(Point placement records)
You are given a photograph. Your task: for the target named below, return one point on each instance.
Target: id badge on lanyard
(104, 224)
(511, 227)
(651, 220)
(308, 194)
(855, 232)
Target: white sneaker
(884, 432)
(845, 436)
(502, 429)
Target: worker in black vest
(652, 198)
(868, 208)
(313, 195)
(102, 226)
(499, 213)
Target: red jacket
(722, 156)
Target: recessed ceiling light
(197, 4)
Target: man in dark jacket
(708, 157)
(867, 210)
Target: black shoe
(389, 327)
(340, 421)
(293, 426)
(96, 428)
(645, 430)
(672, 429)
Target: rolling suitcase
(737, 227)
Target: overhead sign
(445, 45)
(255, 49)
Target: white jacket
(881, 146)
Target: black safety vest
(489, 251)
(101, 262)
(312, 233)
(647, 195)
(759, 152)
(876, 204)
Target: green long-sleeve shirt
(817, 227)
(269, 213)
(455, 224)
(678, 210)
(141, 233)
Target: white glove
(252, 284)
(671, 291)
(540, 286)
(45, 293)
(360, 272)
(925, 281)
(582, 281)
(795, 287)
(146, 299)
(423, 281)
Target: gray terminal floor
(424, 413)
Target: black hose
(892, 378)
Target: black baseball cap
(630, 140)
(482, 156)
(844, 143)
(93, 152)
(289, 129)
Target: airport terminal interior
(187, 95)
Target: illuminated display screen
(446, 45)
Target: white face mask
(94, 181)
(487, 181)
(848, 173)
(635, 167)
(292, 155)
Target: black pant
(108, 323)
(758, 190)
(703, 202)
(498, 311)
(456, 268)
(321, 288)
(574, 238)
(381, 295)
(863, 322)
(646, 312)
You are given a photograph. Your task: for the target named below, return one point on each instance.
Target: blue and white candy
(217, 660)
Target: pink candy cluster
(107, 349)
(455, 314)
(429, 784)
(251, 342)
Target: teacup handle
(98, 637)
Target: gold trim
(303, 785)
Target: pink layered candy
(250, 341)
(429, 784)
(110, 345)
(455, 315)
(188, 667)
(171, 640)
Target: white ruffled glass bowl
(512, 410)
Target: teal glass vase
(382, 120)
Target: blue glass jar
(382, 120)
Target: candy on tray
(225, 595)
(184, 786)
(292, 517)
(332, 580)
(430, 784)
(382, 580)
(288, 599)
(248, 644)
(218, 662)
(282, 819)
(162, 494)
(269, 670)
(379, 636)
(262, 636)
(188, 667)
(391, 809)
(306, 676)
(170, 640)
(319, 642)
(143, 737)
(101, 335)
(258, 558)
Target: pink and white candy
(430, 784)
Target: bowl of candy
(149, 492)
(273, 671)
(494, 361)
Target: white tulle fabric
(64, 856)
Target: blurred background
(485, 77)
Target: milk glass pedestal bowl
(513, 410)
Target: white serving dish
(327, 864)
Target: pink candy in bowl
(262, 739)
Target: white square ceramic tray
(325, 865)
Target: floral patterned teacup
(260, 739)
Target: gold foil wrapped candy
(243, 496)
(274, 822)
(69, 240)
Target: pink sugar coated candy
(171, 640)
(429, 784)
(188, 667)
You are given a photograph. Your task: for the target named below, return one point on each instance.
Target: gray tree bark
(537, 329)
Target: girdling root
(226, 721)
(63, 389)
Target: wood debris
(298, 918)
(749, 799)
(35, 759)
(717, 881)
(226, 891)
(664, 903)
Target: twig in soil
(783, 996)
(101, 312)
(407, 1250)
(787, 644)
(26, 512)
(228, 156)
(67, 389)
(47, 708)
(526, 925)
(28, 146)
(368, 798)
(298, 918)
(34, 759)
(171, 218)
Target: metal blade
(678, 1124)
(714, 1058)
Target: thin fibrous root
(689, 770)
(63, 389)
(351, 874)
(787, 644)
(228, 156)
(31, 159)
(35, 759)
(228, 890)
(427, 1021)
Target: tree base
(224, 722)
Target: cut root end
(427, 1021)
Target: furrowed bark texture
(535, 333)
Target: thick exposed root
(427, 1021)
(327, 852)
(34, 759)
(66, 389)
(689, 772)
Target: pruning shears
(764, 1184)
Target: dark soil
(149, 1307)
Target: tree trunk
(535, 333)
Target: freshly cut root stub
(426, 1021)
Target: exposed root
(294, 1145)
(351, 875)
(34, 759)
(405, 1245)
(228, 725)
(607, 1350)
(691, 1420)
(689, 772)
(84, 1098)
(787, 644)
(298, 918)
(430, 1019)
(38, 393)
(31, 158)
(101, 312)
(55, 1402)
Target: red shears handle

Problem statement:
All of the entries need to be reproduced exactly; please write them out.

Result:
You are given a photograph. Your task: for the target named below, return one point on each instance.
Target: id badge on lanyard
(104, 224)
(511, 227)
(651, 220)
(308, 194)
(855, 232)
Target: white sneaker
(884, 432)
(845, 436)
(502, 429)
Target: worker in black vest
(652, 198)
(868, 208)
(313, 195)
(102, 226)
(499, 213)
Target: red jacket
(722, 156)
Target: recessed ceiling light
(197, 4)
Target: man in dark jacket
(708, 157)
(867, 210)
Target: black shoe
(389, 327)
(340, 421)
(293, 426)
(96, 428)
(645, 430)
(672, 429)
Target: rolling suitcase
(737, 227)
Target: overhead sign
(445, 45)
(255, 49)
Target: white jacket
(881, 146)
Target: black safety vest
(489, 251)
(101, 262)
(312, 233)
(647, 195)
(759, 152)
(876, 204)
Target: green long-sleeve shirt
(817, 227)
(269, 213)
(455, 224)
(678, 210)
(141, 233)
Target: white glove
(252, 284)
(671, 291)
(540, 286)
(45, 293)
(360, 272)
(925, 281)
(582, 281)
(795, 287)
(146, 299)
(423, 281)
Target: gray terminal floor
(424, 413)
Target: black hose
(892, 378)
Target: black baseball cap
(630, 140)
(482, 156)
(844, 143)
(93, 152)
(289, 129)
Target: airport terminal interior
(187, 95)
Target: illuminated display screen
(446, 45)
Target: white face mask
(94, 181)
(487, 181)
(848, 173)
(635, 167)
(292, 155)
Target: black pant
(108, 323)
(758, 190)
(703, 202)
(498, 311)
(456, 268)
(321, 288)
(574, 238)
(381, 295)
(863, 322)
(646, 312)
You are given a photograph. Your task: for the target named below, return one point on each instance.
Target: blue and white candy
(217, 660)
Target: pink candy cluster
(107, 349)
(455, 314)
(429, 784)
(251, 342)
Target: teacup handle
(98, 637)
Target: gold trim
(303, 785)
Target: pink layered candy
(250, 341)
(429, 784)
(110, 345)
(455, 315)
(188, 667)
(171, 640)
Target: white ruffled glass bowl
(512, 410)
Target: teal glass vase
(382, 120)
Target: blue glass jar
(382, 120)
Target: candy on tray
(225, 595)
(184, 786)
(292, 517)
(332, 580)
(430, 784)
(382, 580)
(288, 599)
(248, 644)
(218, 662)
(282, 819)
(162, 494)
(269, 670)
(379, 636)
(262, 636)
(188, 667)
(391, 809)
(306, 676)
(170, 640)
(319, 642)
(143, 737)
(101, 335)
(258, 558)
Target: pink and white candy
(430, 784)
Target: bowl of candy
(149, 492)
(273, 671)
(494, 361)
Target: white tulle fabric
(64, 856)
Target: blurred background
(485, 77)
Target: milk glass pedestal bowl
(513, 410)
Target: white serving dish
(327, 864)
Target: pink candy in bowl
(262, 739)
Target: white square ceramic tray
(325, 865)
Target: floral patterned teacup
(260, 739)
Target: gold foil wrapped candy
(243, 496)
(274, 822)
(69, 240)
Target: pink sugar coated candy
(171, 640)
(429, 784)
(188, 667)
You are given a photograph. Your task: for the target named below, return one point on each instance.
Target: gray tree bark
(537, 329)
Target: girdling root
(226, 721)
(63, 389)
Target: wood debris
(298, 918)
(749, 799)
(35, 759)
(717, 881)
(226, 891)
(664, 903)
Target: twig in soil
(783, 996)
(101, 312)
(407, 1250)
(787, 644)
(26, 512)
(228, 156)
(67, 389)
(47, 708)
(526, 925)
(28, 146)
(368, 798)
(298, 918)
(34, 759)
(171, 218)
Target: metal blade
(678, 1124)
(714, 1058)
Target: thin fibrous root
(689, 770)
(63, 389)
(351, 874)
(787, 644)
(228, 156)
(31, 159)
(35, 759)
(228, 890)
(427, 1021)
Target: tree base
(224, 722)
Target: cut root end
(427, 1021)
Target: furrowed bark texture
(535, 333)
Target: thick exposed root
(427, 1021)
(327, 852)
(34, 759)
(66, 389)
(689, 772)
Target: pruning shears
(764, 1184)
Target: dark soil
(149, 1307)
Target: tree trunk
(535, 333)
Target: freshly cut root stub
(426, 1021)
Target: exposed root
(294, 1145)
(351, 875)
(34, 759)
(405, 1245)
(228, 725)
(607, 1350)
(691, 1420)
(689, 772)
(84, 1098)
(787, 644)
(298, 918)
(430, 1019)
(38, 393)
(31, 158)
(101, 312)
(55, 1402)
Target: red shears handle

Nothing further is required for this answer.